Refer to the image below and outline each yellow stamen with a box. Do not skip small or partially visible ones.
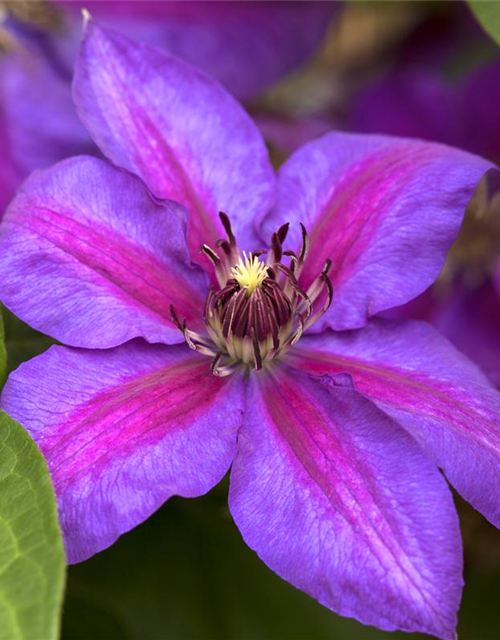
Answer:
[231,252,267,296]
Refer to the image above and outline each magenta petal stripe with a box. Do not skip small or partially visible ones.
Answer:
[0,157,207,348]
[229,368,462,639]
[263,133,492,331]
[2,340,244,562]
[290,321,500,527]
[74,21,275,260]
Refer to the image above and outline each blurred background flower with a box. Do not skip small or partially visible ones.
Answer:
[0,0,500,640]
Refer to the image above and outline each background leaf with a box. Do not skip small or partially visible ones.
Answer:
[0,413,65,640]
[467,0,500,45]
[0,307,55,373]
[62,482,500,640]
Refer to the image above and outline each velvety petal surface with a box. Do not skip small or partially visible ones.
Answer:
[57,0,338,100]
[230,367,462,639]
[74,21,275,260]
[263,133,491,330]
[2,340,244,562]
[0,43,98,180]
[290,321,500,527]
[0,157,206,348]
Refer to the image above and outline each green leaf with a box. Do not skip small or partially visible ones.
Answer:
[467,0,500,44]
[0,412,65,640]
[2,307,55,373]
[62,483,422,640]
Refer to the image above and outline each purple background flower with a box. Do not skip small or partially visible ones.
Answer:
[0,22,500,638]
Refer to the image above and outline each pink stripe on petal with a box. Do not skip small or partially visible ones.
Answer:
[2,340,244,562]
[263,133,492,330]
[230,368,461,638]
[0,158,206,348]
[74,21,275,261]
[290,321,500,526]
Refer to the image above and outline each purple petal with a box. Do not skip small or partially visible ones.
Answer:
[0,41,97,181]
[230,368,462,639]
[292,321,500,527]
[0,157,207,348]
[2,341,243,563]
[58,0,338,100]
[264,133,491,330]
[74,21,275,260]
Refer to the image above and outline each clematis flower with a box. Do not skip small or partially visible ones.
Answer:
[0,22,500,639]
[0,0,337,217]
[351,61,500,387]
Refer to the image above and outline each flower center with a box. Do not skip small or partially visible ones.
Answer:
[171,213,333,376]
[231,252,267,296]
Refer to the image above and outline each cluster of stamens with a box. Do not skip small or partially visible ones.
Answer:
[171,213,333,376]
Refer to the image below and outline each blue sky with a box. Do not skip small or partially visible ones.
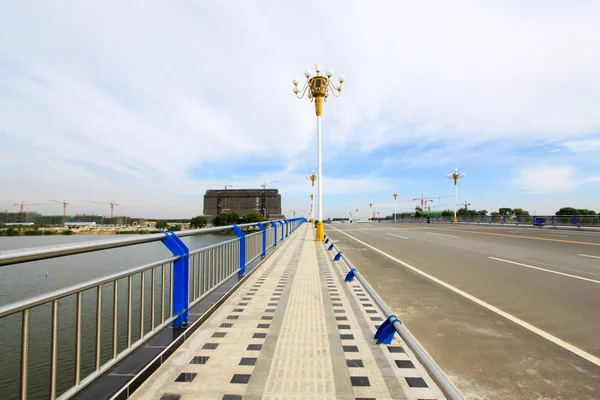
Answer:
[0,0,600,218]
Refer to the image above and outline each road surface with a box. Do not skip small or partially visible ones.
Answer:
[326,223,600,399]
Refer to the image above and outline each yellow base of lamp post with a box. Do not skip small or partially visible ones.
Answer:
[315,221,325,242]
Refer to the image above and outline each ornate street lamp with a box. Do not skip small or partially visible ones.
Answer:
[392,192,400,223]
[446,168,467,223]
[306,171,321,226]
[292,64,344,242]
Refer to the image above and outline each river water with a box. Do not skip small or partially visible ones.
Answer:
[0,234,234,400]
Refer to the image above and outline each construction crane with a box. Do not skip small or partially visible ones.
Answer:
[260,181,279,218]
[13,201,54,213]
[46,199,69,217]
[81,200,118,218]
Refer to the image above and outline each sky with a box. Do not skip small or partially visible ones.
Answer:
[0,0,600,218]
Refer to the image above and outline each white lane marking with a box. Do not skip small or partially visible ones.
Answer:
[488,257,600,283]
[386,233,410,239]
[425,232,460,239]
[577,254,600,258]
[326,228,600,367]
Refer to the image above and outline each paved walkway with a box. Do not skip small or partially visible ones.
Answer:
[132,224,444,400]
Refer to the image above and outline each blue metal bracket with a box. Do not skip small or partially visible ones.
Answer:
[161,231,190,328]
[231,224,246,275]
[269,221,277,246]
[344,268,358,282]
[277,220,285,241]
[375,314,402,344]
[256,222,267,257]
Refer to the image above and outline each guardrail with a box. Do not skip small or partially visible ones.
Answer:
[0,218,306,400]
[375,215,600,228]
[324,235,462,400]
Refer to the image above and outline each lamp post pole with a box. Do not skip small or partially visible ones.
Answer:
[393,192,398,223]
[292,64,344,242]
[446,168,467,223]
[306,172,321,225]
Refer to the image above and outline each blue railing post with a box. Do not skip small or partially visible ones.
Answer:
[277,220,285,241]
[269,221,277,246]
[161,231,190,328]
[231,224,246,275]
[256,222,267,257]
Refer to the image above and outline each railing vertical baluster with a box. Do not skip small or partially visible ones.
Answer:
[140,271,146,339]
[75,292,83,386]
[150,268,156,331]
[21,308,29,400]
[160,264,165,324]
[127,275,133,348]
[96,285,102,371]
[113,279,119,358]
[50,299,58,400]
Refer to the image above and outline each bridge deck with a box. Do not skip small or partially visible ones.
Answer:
[132,224,444,400]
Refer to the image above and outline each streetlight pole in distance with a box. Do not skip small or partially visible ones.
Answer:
[446,168,467,223]
[306,171,321,226]
[292,64,345,242]
[392,192,400,223]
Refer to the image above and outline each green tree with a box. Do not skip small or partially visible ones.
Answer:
[156,219,169,231]
[190,215,208,229]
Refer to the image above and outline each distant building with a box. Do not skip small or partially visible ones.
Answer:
[204,189,283,219]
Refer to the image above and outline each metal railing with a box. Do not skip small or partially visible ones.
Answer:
[375,215,600,227]
[324,235,462,400]
[0,218,306,400]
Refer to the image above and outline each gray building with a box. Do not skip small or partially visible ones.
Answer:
[204,189,283,219]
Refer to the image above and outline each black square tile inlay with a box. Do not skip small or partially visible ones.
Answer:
[175,372,197,382]
[240,357,257,365]
[221,394,243,400]
[404,378,428,387]
[346,360,365,368]
[229,374,250,383]
[160,393,181,400]
[350,376,371,386]
[388,346,404,353]
[394,360,415,368]
[190,356,210,365]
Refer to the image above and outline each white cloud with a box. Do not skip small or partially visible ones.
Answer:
[0,1,600,217]
[511,165,600,194]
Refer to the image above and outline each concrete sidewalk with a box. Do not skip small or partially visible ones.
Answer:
[132,224,444,400]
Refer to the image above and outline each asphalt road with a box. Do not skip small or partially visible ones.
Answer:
[325,223,600,399]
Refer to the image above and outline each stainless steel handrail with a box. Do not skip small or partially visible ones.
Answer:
[325,236,463,400]
[0,222,276,267]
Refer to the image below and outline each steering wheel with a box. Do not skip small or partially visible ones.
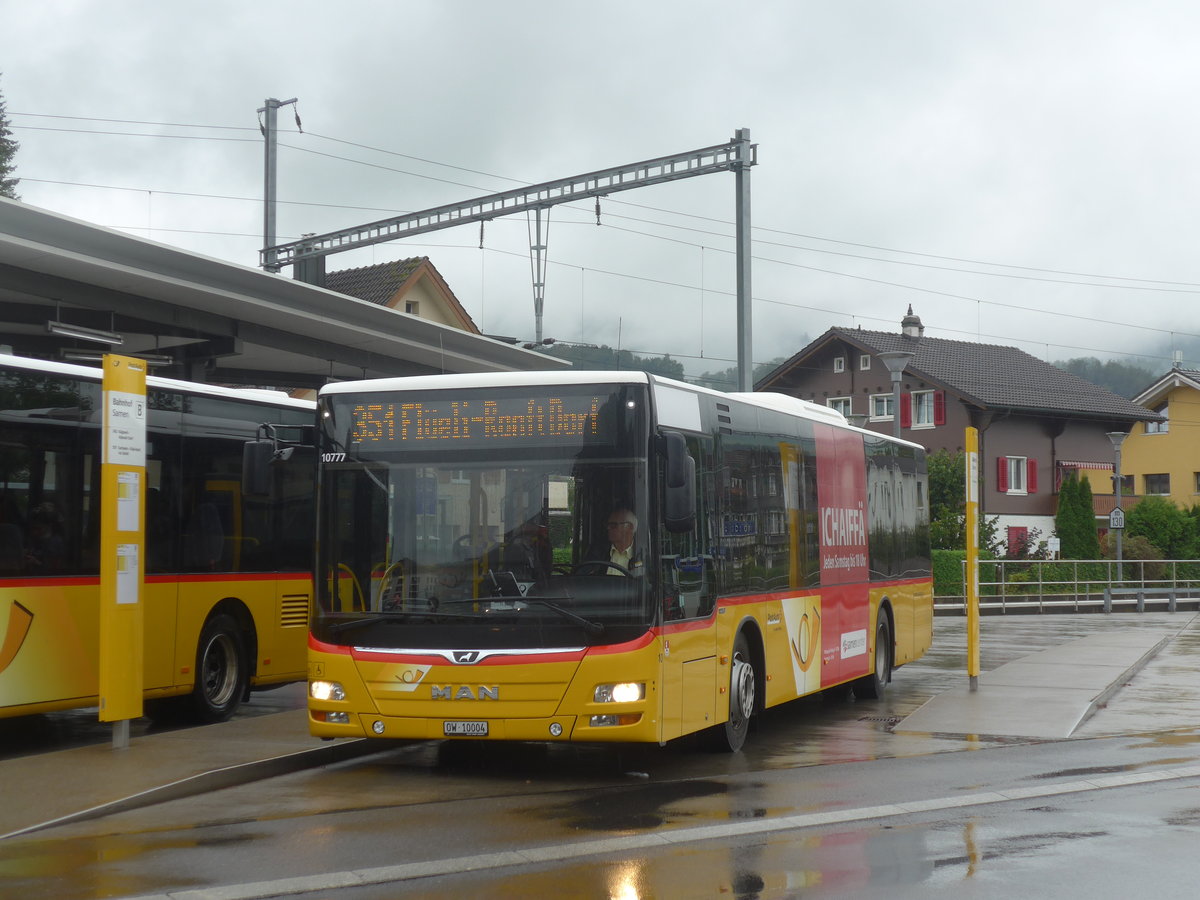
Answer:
[571,559,634,578]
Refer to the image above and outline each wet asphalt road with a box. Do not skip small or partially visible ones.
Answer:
[0,613,1200,900]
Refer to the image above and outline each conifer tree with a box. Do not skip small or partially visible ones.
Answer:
[1074,478,1100,559]
[0,75,20,200]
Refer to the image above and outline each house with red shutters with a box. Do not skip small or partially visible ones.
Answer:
[755,307,1160,552]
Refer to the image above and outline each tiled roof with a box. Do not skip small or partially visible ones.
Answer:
[761,328,1159,421]
[325,257,428,306]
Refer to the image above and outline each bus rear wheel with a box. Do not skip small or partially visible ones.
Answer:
[713,634,758,754]
[191,613,250,722]
[854,610,892,700]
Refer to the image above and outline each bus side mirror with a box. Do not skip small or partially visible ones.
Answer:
[241,439,275,497]
[662,431,696,534]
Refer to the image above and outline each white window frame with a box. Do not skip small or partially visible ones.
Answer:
[1146,403,1171,434]
[1006,456,1030,496]
[1141,472,1171,497]
[826,397,854,416]
[871,394,895,422]
[911,391,937,428]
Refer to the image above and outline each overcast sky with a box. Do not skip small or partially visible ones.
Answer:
[0,0,1200,373]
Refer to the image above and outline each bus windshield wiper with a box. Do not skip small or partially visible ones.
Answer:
[521,596,604,635]
[329,610,479,634]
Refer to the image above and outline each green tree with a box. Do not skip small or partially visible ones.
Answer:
[925,450,966,550]
[1122,496,1196,559]
[1075,478,1100,559]
[1054,472,1080,559]
[0,75,20,200]
[925,450,1000,556]
[1054,472,1100,559]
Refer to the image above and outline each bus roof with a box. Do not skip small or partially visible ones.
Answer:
[0,354,316,409]
[320,368,923,449]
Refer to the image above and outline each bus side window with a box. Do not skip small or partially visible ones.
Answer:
[659,437,716,620]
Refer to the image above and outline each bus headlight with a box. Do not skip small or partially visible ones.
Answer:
[308,682,346,700]
[592,682,646,703]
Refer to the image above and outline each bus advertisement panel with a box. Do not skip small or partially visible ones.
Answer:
[308,372,932,750]
[0,355,316,721]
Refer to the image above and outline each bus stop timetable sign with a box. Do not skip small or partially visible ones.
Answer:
[100,354,146,734]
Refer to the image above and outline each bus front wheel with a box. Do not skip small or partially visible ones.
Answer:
[713,634,758,754]
[191,613,250,722]
[854,610,892,700]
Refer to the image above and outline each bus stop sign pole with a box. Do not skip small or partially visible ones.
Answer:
[964,428,979,692]
[100,354,146,750]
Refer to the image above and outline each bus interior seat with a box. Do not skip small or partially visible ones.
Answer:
[184,503,224,569]
[0,522,25,575]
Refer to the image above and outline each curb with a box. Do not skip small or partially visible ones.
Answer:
[0,738,391,841]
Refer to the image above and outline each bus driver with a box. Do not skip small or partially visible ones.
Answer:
[606,506,642,575]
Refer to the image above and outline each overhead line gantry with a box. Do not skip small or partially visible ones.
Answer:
[260,128,758,391]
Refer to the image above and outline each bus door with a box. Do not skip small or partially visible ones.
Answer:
[814,424,874,686]
[659,438,710,739]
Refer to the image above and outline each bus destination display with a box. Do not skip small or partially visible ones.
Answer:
[350,394,610,446]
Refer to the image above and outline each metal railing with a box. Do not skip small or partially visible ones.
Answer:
[934,559,1200,613]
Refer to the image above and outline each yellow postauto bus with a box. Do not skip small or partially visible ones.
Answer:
[308,372,932,750]
[0,355,314,721]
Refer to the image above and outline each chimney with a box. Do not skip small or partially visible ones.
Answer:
[900,304,925,338]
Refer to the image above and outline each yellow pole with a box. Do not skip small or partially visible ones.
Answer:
[964,428,979,691]
[100,354,148,749]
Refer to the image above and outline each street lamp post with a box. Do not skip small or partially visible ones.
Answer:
[878,350,917,437]
[1108,431,1129,581]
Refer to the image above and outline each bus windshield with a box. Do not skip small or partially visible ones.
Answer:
[313,385,654,649]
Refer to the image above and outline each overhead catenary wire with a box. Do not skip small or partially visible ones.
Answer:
[10,113,1200,369]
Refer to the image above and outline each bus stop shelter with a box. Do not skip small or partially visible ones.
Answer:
[0,198,565,389]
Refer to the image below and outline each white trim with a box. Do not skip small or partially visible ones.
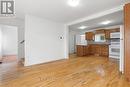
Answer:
[67,5,124,26]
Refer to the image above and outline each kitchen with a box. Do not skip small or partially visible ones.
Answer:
[76,28,120,59]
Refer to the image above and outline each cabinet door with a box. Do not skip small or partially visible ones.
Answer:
[85,32,94,40]
[124,3,130,81]
[77,45,84,57]
[101,45,109,57]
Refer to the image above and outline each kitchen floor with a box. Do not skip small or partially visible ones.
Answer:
[0,56,130,87]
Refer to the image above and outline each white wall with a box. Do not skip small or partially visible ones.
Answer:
[2,26,18,56]
[0,27,2,60]
[0,17,25,59]
[119,25,125,73]
[25,15,67,66]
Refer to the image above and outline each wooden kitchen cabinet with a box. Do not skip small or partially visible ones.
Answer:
[95,29,105,34]
[124,3,130,81]
[77,45,89,57]
[100,45,109,57]
[77,44,109,57]
[85,32,94,41]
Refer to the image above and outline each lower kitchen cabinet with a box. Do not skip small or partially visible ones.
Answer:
[77,44,109,57]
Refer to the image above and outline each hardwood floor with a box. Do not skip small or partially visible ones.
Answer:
[0,56,130,87]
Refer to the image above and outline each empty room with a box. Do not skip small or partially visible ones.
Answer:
[0,0,130,87]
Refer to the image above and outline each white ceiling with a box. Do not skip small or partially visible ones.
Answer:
[69,11,124,31]
[15,0,129,23]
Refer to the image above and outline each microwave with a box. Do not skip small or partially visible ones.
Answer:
[110,32,120,38]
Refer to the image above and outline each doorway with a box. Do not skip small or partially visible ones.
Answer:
[0,25,18,64]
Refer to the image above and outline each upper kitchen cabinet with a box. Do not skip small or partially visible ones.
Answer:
[95,29,105,34]
[105,28,120,39]
[85,32,94,41]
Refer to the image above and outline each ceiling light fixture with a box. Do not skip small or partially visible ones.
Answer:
[78,26,87,30]
[101,21,111,25]
[68,0,80,7]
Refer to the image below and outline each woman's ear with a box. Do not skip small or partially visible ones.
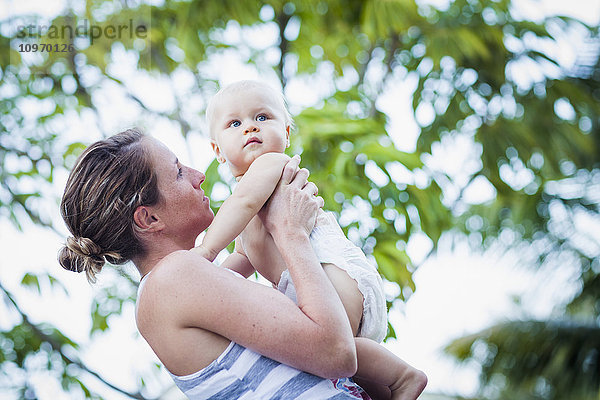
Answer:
[210,139,226,164]
[133,206,164,232]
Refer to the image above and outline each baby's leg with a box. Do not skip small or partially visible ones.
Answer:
[354,338,427,400]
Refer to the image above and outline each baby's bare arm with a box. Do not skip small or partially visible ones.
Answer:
[199,153,290,261]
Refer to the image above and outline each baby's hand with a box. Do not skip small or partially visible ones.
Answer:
[191,245,217,262]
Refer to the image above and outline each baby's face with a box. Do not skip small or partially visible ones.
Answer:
[211,87,289,177]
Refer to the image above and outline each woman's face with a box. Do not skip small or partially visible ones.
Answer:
[144,137,214,246]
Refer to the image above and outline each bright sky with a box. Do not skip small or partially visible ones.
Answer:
[0,0,600,400]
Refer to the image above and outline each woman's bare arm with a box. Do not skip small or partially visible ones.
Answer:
[220,236,256,278]
[144,156,356,377]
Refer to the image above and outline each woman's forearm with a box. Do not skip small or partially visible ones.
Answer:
[272,229,356,376]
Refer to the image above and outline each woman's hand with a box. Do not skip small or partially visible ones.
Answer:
[258,155,324,238]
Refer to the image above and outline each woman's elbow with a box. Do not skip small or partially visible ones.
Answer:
[324,340,358,379]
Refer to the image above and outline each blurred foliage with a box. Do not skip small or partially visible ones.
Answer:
[0,0,600,399]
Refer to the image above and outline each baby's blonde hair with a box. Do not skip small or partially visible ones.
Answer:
[206,80,294,138]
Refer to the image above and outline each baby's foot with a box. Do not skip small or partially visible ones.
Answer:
[390,367,427,400]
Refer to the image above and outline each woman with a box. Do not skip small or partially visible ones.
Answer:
[59,129,368,399]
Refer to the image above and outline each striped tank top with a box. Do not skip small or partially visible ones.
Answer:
[166,342,370,400]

+++

### [WHAT YOU WILL DO]
Reproduce only the lines between the line containing "Refer to the image above and outline each baby's face" and the last line of the records, those two lines included, exactly.

### [THE ANSWER]
Refer to the image above and outline each baby's face with a box. Do not skip small or partially visible ones.
Answer:
[211,87,289,177]
Refer to the image above and outline each woman's face with a box. Do not skip small or partially visible ones.
Answer:
[144,137,214,246]
Refer to the image above and outline each bright sky with a box. Do not skip small or partially visible ones.
Answer:
[0,0,600,400]
Refer to the image above and outline each woman's bare arm with a box. Do not skip small or partially visible ones.
Answer:
[220,236,256,278]
[144,156,356,377]
Refer to the image above and outline each woman's forearm with a box. Do not skip small or partially visible ones.
Answer:
[272,229,356,376]
Refer to the image above and outline each woman's hand with a box. Do not skip small or partially visible ones.
Answer:
[258,155,324,238]
Refer to the image above and outline each woman's elbow with a box. Do not skip small or partially visible ones.
Answer:
[324,340,358,379]
Refer to the image above and outline each blurred foliage with a box. Do not skip small or partially visible ones.
Answer:
[0,0,600,399]
Refer to the image above and outline each baby's blonde hair with a box. Do not skip small or partially visible ones.
Answer:
[206,80,294,138]
Refer to the image above and outline each baby's foot with a box. Do not skip small or partially visible ones.
Answer:
[390,367,427,400]
Refer to the image above and outline each woman with a box. Do not skip small or partially visible ones.
Answer:
[59,129,368,399]
Refer to the image above and outline each striped tank top with a box. Do not skip small or partially visible ones.
Answer:
[166,342,370,400]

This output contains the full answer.